In the records below, count every line where the string "each" appears, and reply with the count only.
---- DATASET RECORDS
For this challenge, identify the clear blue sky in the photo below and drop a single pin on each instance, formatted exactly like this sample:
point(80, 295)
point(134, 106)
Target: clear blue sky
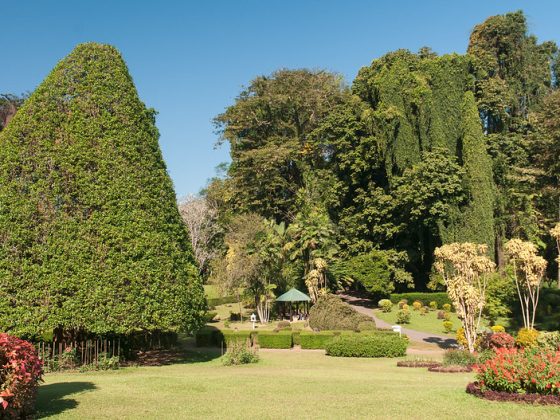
point(190, 59)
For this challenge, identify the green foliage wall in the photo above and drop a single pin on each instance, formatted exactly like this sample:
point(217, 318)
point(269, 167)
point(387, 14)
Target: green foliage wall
point(92, 241)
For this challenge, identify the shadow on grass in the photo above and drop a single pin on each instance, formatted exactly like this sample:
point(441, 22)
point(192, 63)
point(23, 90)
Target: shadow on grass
point(175, 356)
point(442, 343)
point(51, 398)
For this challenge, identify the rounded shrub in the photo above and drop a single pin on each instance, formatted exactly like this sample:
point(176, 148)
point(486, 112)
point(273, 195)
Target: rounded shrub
point(331, 313)
point(497, 328)
point(385, 305)
point(403, 316)
point(458, 358)
point(549, 340)
point(367, 345)
point(526, 338)
point(367, 326)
--------
◆ SOLUTION TO THIS PROBLEM ◆
4